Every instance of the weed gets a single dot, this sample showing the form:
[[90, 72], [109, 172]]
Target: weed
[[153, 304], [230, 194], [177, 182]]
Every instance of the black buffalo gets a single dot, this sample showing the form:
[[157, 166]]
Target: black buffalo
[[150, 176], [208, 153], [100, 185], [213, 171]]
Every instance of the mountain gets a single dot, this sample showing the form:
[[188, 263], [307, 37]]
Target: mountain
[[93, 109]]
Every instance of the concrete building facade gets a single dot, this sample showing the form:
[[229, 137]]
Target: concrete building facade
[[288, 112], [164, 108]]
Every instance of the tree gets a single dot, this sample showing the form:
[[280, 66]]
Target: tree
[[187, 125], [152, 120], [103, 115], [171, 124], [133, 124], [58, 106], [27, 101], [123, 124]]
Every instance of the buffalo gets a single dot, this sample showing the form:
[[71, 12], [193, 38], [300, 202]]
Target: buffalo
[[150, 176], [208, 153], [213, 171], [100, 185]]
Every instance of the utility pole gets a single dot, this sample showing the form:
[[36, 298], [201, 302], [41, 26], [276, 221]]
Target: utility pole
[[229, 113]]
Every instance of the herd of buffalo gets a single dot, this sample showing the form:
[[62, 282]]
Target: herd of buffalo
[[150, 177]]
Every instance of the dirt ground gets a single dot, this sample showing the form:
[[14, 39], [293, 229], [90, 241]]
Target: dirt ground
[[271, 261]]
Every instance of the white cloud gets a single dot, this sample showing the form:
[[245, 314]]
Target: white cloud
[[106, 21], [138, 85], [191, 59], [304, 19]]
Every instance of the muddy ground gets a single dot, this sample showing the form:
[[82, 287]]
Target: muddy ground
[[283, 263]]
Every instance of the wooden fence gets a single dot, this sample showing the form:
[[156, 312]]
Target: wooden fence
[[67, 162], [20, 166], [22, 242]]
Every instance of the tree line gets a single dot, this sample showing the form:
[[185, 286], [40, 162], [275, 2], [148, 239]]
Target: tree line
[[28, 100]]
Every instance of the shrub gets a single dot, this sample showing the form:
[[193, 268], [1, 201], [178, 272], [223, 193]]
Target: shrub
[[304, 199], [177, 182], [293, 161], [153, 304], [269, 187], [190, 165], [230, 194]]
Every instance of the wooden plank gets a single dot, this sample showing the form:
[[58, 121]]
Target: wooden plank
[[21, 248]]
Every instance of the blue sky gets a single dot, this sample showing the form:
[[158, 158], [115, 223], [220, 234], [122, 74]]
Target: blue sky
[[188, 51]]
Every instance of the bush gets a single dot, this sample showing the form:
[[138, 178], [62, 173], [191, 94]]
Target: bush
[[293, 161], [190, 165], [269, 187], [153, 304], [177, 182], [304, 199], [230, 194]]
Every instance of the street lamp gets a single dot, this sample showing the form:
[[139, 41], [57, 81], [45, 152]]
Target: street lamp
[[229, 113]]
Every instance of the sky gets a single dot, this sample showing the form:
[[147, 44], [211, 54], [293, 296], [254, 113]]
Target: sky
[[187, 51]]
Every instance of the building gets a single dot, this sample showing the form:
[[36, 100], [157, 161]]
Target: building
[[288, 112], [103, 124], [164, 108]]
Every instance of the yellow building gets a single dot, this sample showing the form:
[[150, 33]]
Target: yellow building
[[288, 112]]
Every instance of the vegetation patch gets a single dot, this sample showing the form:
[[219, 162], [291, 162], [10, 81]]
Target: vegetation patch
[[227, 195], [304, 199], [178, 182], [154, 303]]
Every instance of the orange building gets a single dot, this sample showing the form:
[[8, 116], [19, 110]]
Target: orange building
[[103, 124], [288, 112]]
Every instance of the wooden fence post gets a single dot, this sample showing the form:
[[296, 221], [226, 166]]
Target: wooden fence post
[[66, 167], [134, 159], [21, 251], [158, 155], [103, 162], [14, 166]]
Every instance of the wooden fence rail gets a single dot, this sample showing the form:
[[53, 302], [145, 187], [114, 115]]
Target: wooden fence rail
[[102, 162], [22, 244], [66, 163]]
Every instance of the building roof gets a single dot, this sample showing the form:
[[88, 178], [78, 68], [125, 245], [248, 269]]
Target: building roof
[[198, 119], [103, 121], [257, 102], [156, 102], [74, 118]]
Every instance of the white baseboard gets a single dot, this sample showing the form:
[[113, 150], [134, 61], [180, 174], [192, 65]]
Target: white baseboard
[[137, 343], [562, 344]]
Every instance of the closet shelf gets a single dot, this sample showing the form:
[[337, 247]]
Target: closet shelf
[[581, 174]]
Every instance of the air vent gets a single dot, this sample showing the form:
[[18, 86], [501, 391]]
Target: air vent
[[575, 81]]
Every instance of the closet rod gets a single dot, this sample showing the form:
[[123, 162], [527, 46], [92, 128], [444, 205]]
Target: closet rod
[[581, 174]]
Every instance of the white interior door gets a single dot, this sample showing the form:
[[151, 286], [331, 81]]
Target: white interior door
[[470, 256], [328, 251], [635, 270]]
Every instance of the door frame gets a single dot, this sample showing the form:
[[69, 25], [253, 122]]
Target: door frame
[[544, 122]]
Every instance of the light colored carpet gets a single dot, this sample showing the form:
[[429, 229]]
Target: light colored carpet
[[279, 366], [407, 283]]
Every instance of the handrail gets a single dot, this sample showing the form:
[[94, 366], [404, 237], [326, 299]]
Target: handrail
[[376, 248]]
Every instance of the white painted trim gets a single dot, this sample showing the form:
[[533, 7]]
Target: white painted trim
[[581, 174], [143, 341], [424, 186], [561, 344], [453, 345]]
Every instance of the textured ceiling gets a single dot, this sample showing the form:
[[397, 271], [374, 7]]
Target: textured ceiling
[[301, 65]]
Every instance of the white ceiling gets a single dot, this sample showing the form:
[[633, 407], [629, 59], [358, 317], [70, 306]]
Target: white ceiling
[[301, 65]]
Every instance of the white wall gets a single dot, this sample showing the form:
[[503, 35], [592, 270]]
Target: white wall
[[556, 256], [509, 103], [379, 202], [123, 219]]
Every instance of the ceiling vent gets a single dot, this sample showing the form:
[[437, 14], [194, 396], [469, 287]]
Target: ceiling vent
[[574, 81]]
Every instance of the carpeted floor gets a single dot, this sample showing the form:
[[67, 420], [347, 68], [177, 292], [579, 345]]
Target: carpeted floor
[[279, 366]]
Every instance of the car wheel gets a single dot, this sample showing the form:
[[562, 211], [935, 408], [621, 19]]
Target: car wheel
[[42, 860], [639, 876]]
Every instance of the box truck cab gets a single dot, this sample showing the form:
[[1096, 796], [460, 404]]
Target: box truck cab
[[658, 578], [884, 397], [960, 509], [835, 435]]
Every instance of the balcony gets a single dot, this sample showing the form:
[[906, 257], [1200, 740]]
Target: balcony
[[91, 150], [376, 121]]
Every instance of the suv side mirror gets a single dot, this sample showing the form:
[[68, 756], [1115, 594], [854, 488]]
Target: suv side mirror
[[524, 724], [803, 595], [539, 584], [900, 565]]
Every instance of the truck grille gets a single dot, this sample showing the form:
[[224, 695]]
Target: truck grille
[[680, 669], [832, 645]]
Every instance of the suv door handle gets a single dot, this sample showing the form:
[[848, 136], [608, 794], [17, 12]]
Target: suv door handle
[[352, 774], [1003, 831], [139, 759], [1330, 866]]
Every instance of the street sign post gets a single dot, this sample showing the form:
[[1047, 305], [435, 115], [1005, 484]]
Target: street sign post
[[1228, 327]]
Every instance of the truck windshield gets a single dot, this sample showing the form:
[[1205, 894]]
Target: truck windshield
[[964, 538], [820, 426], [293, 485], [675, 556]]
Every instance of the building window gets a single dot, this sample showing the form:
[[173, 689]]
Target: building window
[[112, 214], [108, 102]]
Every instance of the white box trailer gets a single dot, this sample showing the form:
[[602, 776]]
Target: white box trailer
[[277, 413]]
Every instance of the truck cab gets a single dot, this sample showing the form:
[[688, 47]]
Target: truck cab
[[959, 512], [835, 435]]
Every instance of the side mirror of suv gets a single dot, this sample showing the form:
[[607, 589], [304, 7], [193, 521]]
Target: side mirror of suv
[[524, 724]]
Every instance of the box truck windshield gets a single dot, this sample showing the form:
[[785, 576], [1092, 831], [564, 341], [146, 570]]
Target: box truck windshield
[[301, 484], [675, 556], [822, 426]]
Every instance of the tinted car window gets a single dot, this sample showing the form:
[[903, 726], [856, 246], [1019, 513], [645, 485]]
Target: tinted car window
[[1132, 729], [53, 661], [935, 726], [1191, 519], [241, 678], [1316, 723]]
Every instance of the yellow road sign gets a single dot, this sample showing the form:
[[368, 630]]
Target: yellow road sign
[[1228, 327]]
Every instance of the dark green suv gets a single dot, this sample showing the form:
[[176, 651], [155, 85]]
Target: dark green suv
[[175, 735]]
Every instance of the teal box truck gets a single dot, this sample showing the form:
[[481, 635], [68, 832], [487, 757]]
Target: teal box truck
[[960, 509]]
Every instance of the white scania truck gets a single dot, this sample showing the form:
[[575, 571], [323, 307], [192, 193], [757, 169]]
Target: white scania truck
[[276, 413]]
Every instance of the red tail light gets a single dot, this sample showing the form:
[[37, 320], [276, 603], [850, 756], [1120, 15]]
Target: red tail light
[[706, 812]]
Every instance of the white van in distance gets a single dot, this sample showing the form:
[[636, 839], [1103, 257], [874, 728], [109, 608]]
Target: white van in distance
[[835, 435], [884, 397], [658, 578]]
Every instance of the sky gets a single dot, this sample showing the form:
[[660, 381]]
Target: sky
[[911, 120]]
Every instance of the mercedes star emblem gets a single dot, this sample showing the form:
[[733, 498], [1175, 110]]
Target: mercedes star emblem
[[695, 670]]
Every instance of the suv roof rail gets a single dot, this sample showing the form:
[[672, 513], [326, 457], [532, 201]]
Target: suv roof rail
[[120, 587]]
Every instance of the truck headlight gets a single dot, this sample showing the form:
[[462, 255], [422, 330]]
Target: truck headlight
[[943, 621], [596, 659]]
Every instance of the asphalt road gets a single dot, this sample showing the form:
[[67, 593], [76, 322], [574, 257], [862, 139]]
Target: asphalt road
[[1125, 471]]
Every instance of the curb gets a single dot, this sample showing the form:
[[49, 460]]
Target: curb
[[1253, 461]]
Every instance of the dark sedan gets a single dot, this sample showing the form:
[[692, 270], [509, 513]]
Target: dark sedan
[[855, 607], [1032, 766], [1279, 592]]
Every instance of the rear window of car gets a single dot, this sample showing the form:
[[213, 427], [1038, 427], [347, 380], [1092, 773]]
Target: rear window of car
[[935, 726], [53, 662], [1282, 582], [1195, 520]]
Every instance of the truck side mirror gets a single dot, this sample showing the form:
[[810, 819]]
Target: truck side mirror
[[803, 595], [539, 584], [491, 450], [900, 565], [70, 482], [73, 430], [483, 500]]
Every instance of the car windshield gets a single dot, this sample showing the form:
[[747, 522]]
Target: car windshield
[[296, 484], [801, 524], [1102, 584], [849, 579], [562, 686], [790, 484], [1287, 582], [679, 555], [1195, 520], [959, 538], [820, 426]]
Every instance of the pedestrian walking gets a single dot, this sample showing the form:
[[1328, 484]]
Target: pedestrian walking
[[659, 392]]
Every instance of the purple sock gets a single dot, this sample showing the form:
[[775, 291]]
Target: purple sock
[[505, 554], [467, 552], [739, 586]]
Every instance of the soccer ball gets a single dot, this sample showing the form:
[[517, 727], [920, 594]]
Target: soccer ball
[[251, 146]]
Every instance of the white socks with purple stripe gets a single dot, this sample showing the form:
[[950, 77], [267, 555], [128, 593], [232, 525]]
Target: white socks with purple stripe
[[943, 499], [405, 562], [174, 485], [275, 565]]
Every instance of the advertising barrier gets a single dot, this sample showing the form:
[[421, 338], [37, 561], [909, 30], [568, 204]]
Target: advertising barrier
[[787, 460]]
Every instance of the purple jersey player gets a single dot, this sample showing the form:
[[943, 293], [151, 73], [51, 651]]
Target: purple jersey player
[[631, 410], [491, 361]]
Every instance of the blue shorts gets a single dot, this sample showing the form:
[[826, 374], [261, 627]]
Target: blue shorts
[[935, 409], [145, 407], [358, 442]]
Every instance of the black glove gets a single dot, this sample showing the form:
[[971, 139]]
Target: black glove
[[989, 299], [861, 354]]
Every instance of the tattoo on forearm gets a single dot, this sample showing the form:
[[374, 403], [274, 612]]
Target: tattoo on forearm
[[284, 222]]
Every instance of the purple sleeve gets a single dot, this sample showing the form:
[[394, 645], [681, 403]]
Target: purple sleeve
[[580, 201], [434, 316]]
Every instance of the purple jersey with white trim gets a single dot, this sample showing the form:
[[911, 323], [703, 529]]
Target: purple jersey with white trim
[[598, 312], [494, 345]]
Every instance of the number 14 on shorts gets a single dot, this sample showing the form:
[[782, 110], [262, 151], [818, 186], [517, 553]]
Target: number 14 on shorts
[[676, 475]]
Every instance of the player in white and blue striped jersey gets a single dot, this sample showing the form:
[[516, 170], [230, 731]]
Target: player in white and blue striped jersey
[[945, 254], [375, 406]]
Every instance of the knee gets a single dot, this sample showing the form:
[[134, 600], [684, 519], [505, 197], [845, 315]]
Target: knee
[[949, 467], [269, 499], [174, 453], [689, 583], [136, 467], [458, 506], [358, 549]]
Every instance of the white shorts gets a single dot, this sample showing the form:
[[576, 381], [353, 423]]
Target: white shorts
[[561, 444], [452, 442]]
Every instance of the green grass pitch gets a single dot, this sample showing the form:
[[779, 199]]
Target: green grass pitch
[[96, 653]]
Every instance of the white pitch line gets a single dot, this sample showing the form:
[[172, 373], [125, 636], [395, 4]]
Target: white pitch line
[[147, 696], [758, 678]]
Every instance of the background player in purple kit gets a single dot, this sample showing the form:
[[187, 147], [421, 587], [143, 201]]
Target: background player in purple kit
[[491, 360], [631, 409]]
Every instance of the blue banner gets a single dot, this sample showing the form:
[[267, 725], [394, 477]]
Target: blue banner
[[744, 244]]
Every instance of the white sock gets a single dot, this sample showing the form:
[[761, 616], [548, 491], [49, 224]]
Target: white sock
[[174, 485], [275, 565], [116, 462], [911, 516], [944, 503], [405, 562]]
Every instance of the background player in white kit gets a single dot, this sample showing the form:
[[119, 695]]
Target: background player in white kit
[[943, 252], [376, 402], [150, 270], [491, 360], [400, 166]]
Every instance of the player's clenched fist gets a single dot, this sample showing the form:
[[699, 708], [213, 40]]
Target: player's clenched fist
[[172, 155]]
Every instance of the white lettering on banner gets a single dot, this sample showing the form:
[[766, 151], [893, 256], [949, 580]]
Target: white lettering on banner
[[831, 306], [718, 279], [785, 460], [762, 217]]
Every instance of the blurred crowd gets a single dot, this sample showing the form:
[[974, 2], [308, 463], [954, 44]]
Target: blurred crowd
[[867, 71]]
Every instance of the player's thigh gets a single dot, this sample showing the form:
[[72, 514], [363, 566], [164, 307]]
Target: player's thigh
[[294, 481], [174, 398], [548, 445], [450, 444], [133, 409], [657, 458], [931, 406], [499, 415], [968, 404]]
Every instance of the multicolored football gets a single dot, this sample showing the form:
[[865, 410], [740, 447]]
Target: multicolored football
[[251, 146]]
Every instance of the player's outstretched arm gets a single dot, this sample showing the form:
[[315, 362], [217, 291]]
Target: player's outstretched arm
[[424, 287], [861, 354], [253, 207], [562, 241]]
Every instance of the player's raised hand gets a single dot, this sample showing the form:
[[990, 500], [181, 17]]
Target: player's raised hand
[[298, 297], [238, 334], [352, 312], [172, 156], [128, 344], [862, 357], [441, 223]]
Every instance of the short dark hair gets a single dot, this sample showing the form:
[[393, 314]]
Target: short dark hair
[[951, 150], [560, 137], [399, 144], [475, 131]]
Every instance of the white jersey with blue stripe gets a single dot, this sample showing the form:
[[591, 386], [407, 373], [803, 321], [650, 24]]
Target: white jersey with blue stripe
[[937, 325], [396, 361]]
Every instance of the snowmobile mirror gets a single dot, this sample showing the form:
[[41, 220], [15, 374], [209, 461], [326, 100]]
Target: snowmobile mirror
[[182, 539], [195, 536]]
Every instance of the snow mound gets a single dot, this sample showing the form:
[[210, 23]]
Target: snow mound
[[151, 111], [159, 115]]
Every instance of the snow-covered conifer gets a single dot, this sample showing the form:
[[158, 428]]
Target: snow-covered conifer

========================================================================

* **Short problem**
Reproduce the entries above word for word, from the line containing "Every instance of the multicolored" through the last line of the entries, including both ends.

* **Correct response**
Every instance of the multicolored football gets a single dot, this sample showing the form:
[[865, 410], [740, 447]]
Target: multicolored football
[[251, 146]]
Every instance of the player's outstretched arm gets a single dot, this sample showing the form:
[[315, 362], [217, 291]]
Target: player's outstretched arm
[[424, 287], [861, 354], [253, 207], [562, 241]]
Every instance of the player's raised hand gets a single dot, this sample showing the form:
[[990, 500], [181, 17]]
Target: player's raised hand
[[298, 297], [238, 334], [352, 312], [172, 156], [128, 344], [862, 357], [441, 223]]
Every instance of the short dark hair gets a single dot, this sample showing the form:
[[393, 314]]
Target: short dark hair
[[951, 150], [560, 137], [399, 144], [475, 131]]
Every instance of the white jersey with blue stripe gets a single dot, this sample showing the form:
[[591, 386], [407, 373], [803, 321], [650, 24]]
Target: white jersey with blue stripe
[[937, 325], [396, 361]]
Every instance of the snowmobile mirror gets a single dot, this sample showing the form:
[[41, 220], [15, 374], [209, 461], [326, 100]]
Target: snowmobile mirror
[[182, 539], [195, 536]]
Every instance of the snow mound gets a single dot, this sample showing the form:
[[210, 23]]
Target: snow mound
[[151, 111], [159, 115]]
Every instance of the snow-covered conifer gets a single dot, this sample showing the form:
[[158, 428]]
Target: snow-covered conifer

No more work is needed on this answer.